►

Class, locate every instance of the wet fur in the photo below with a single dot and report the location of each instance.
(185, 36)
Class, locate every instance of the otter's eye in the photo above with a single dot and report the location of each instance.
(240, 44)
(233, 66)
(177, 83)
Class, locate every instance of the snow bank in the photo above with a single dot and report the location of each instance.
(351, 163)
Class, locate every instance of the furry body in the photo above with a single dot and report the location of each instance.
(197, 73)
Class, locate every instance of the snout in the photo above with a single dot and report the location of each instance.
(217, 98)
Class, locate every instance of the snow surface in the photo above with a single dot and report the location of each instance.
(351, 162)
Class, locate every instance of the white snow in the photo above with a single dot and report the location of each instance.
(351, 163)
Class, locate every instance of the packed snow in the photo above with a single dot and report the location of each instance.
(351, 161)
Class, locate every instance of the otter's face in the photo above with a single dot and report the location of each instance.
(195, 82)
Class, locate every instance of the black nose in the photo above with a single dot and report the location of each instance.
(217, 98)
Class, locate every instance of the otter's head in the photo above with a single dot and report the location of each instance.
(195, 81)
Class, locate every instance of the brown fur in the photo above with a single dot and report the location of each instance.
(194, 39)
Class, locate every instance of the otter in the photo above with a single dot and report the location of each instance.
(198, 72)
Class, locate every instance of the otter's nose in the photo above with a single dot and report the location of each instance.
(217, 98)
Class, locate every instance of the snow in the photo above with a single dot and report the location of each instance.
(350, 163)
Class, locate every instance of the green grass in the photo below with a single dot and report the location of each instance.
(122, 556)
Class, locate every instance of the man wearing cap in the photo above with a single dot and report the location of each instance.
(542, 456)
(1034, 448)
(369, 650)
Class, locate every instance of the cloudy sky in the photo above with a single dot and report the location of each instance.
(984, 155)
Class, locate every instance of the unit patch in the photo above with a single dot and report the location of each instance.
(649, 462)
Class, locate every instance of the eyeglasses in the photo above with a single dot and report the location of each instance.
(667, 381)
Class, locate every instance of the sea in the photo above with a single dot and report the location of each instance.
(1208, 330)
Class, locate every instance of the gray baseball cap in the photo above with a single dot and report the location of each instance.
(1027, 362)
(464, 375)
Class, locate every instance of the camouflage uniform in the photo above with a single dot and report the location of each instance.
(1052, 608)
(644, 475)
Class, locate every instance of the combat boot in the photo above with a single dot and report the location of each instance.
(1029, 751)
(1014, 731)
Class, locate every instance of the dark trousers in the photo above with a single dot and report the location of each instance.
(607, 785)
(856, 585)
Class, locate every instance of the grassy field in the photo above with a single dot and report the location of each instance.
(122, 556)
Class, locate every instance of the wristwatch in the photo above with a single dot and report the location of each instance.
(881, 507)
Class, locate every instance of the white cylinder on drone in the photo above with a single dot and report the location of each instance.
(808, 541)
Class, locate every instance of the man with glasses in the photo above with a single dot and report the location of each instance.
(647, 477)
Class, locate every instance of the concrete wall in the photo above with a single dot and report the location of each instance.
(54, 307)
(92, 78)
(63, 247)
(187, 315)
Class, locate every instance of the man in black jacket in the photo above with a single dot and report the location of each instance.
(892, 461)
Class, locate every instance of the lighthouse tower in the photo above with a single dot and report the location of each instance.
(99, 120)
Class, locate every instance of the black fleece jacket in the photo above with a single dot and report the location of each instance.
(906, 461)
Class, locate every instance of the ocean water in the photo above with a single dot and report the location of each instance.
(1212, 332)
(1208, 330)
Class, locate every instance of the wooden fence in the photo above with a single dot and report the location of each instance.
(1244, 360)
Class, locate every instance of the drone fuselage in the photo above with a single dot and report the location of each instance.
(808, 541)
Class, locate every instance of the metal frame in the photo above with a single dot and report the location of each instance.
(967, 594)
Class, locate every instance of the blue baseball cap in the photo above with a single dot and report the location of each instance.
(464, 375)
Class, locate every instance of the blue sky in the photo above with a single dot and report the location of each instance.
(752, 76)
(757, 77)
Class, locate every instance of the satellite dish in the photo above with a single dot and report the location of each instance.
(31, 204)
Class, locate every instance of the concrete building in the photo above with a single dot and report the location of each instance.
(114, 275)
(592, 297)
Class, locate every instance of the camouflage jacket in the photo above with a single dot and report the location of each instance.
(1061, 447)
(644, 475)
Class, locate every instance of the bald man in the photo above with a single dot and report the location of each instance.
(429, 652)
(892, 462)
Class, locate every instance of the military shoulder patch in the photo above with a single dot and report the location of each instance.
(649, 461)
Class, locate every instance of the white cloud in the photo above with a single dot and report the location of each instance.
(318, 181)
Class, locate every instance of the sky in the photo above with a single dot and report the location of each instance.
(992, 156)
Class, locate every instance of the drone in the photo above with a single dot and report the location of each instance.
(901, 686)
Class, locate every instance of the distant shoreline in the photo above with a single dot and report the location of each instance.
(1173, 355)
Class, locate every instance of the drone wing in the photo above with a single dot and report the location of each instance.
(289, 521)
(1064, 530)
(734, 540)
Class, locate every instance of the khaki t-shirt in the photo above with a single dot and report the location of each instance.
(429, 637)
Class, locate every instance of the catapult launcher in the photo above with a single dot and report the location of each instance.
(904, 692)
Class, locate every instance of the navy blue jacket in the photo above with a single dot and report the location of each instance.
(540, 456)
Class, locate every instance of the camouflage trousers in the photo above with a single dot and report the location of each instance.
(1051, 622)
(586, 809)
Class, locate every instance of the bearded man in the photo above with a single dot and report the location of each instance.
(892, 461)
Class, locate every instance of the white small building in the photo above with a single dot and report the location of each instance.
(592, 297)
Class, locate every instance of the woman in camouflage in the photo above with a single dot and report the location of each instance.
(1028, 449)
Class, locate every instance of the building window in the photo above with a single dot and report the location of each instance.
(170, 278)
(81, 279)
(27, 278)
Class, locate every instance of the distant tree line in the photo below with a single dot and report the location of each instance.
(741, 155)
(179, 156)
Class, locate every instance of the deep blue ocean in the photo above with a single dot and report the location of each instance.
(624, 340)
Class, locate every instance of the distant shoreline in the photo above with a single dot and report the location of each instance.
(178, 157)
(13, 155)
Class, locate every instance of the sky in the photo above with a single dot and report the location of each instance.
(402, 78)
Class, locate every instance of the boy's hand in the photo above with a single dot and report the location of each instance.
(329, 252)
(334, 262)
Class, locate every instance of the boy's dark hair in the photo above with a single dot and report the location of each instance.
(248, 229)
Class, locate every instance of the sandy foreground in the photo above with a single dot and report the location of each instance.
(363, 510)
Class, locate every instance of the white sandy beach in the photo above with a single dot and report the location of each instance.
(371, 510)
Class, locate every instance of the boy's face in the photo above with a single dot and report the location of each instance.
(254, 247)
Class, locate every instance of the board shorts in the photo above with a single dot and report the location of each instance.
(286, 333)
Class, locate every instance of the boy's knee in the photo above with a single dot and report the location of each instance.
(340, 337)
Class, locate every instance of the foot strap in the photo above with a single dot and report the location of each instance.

◄

▶ **Problem to work on**
Return the full listing, character for character.

▶ **Full answer**
Class, locate every instance of the wet fur in the photo below with a single dot and report the location of each instance.
(185, 36)
Class, locate every instance of the otter's eye in the photo above with a single dot and report the location of each instance.
(240, 44)
(233, 66)
(177, 83)
Class, locate every instance of the snow bank in the photo above with a single dot and report the location of each instance.
(351, 163)
Class, locate every instance of the furry body in the photo above with a single dot and report the location of each instance.
(197, 73)
Class, locate every instance of the snout in the photo above with a single dot and report the location of each instance.
(217, 98)
Class, locate every instance of the snow surface in the photo above with a single dot and report the location of each instance.
(351, 162)
Class, locate every instance of the white snow in the photo above with a single dot and report the location of each instance.
(351, 163)
Class, locate every instance of the packed snow in the photo above with a single dot and report the location of each instance.
(351, 161)
Class, locate every instance of the otter's face in the photo above with a single dot and report the location of each instance.
(195, 82)
Class, locate every instance of the black nose in the photo above with a single dot and report the location of each instance.
(217, 98)
Class, locate every instance of the otter's head in the photo above with a single dot and report the location of each instance.
(195, 81)
Class, locate every instance of the brown fur in the photo above with a single dot and report the location of each instance.
(194, 39)
Class, locate every instance of the otter in the photo above with a single dot and report the location of each instance.
(198, 72)
Class, locate every instance of the otter's nose in the photo above with a single dot and report the location of each instance.
(217, 98)
Class, locate every instance of the snow in the photo above with a single dot and report the location of each instance.
(350, 163)
Class, locate every instance of the green grass in the photo below with a single dot and report the location of each instance.
(122, 556)
Class, locate every instance of the man wearing cap in the photo above with a single dot and report the location of each instance.
(542, 456)
(1034, 448)
(369, 650)
Class, locate every instance of the cloudy sky in the photo above with a single dot and report the location of each instance.
(984, 155)
Class, locate every instance of the unit patch in the photo above with a single dot and report the location of each instance.
(649, 462)
Class, locate every instance of the eyeglasses in the photo above with a single dot and report the location of each instance.
(667, 381)
Class, locate every instance of the sea in the photo above with a single dot and report the location of each instance.
(1208, 330)
Class, locate every instance of the gray baseball cap in the photo above with a single dot and report the location of each instance.
(1027, 362)
(464, 375)
Class, locate every instance of the camouflage uniform in the photo above with a single dot and report the location of each instance.
(1052, 608)
(644, 475)
Class, locate every instance of the combat boot in the photo above with a single dot and report the location of each instance.
(1029, 751)
(1014, 731)
Class, locate every instance of the dark trousers in the photo above with a single dot and report the location of each instance.
(607, 785)
(856, 585)
Class, locate every instance of the grassy field in the photo above with a single dot and report the location of each instance.
(122, 556)
Class, locate every instance of the wristwatch in the photo above with a single dot and report the location of each instance.
(881, 507)
Class, locate every instance of the white cylinder on drone in the photo above with a single dot and report the location of each instance.
(808, 541)
Class, locate every instance of the man with glasses in the photo above with a single dot and report the location of each instance.
(647, 477)
Class, locate every instance of the concrete wall in the photo above with a single dot and report the location of each instance.
(54, 307)
(92, 78)
(63, 247)
(187, 315)
Class, locate every instance of the man in black jacket in the photo above with a single dot and report the location of each instance.
(892, 461)
Class, locate every instance of the lighthouse tower in the photo above with a single dot and report the location of each instance.
(99, 120)
Class, locate every instance of the black fleece jacket in the photo above with a single dot and report the location of each instance.
(906, 461)
Class, locate every instance of the ocean water in the photo above with a single dot and report the location of each instance.
(1212, 332)
(1208, 330)
Class, locate every instance of the wooden fence in the photo above with a single dot and report the location of each instance.
(1244, 360)
Class, locate every instance of the drone fuselage in the photo above with a single dot and report the location of each instance.
(808, 541)
Class, locate every instance of the metal frame in the photo above with a single dot and report the location of each instance.
(967, 594)
Class, locate every instance of the blue baseball cap in the photo above with a single dot and report the location of each instance.
(464, 375)
Class, locate every instance of the blue sky in the photo above with a single dot and report the location of each instance.
(752, 76)
(757, 77)
Class, locate every instance of the satellite dish in the photo above with a single dot and report the location of each instance.
(31, 204)
Class, locate every instance of the concrete building in the photo above with a single dot and report the location of each instance.
(114, 275)
(592, 297)
Class, locate every instance of the camouflage jacket in the photo above with a single dot and report the location of each instance.
(1061, 447)
(644, 475)
Class, locate every instance of the bald man in the photo above with a single dot and report the location of each instance.
(429, 652)
(892, 462)
Class, locate every instance of the military shoulder patch in the photo above with a single dot and report the location of each instance.
(649, 461)
Class, locate every instance of the white cloud in the photo above with a single dot and report the location of each instance.
(318, 181)
Class, locate every instance of the sky in the photo above with a single dot and report the location of each instance.
(992, 156)
Class, locate every instance of the drone in the photo above with a single dot and report the location of each instance.
(901, 686)
Class, locate every instance of the distant shoreline in the photo above with a single dot and report the location of each instance.
(1173, 355)
Class, locate every instance of the drone wing in the photo above with a single dot and report the location of each instance.
(289, 521)
(1064, 530)
(734, 540)
Class, locate every instance of the khaki t-shirt in the photo above with a single dot and report the location of each instance.
(429, 637)
Class, locate every instance of the catapult launcher in the photo above with a single dot and report the location of each instance.
(904, 692)
Class, locate every instance of the navy blue jacket in the photo above with a single dot and report the location of each instance.
(540, 456)
Class, locate every instance of the camouflage trousers in the photo above with a single dot and report the location of each instance.
(1051, 622)
(586, 809)
Class, locate every instance of the bearded man in the photo above with a single dot and report the location of each instance.
(892, 461)
Class, locate every instance of the white small building in the photo above with a single dot and report the location of each instance.
(592, 297)
Class, locate every instance of the woman in camouflage in the photo above with a single dot and report the location of each instance.
(1028, 449)
Class, locate every instance of the building window in the photo above with a single dot and report the location of each instance.
(170, 278)
(81, 279)
(27, 278)
Class, locate every instance of the distant tree line in the photo below with a single dot and report the location of each instance.
(741, 155)
(179, 156)
Class, locate every instance of the deep blue ocean in the photo above with a single dot and report the location of each instance.
(624, 340)
Class, locate every instance of the distant shoreline in the photo above with a single dot and report the location of each instance.
(178, 157)
(13, 155)
Class, locate every instance of the sky in the photo above with a single dot and report the location of each instance.
(402, 78)
Class, locate every instance of the boy's hand in the photo above with a single dot and report the location of each instance.
(329, 252)
(334, 262)
Class, locate every instance of the boy's dark hair in the photo above with a single dot and report the location of each instance.
(248, 229)
Class, locate every instance of the sandy foreground in the photo above with a single dot and report the location of each instance.
(363, 510)
Class, locate every instance of the white sandy beach in the photo above with a single dot and report the location of each instance.
(371, 510)
Class, locate every instance of the boy's face in the photo above with a single dot and report the location of each instance.
(254, 247)
Class, locate every instance of the board shorts in the photo above with a single dot and report the location of each instance.
(286, 333)
Class, locate every instance of the boy's knee in the photo above with a single dot and report the location of each instance.
(340, 337)
Class, locate every instance of the foot strap in the photo above with a single dot and report the location of each instance.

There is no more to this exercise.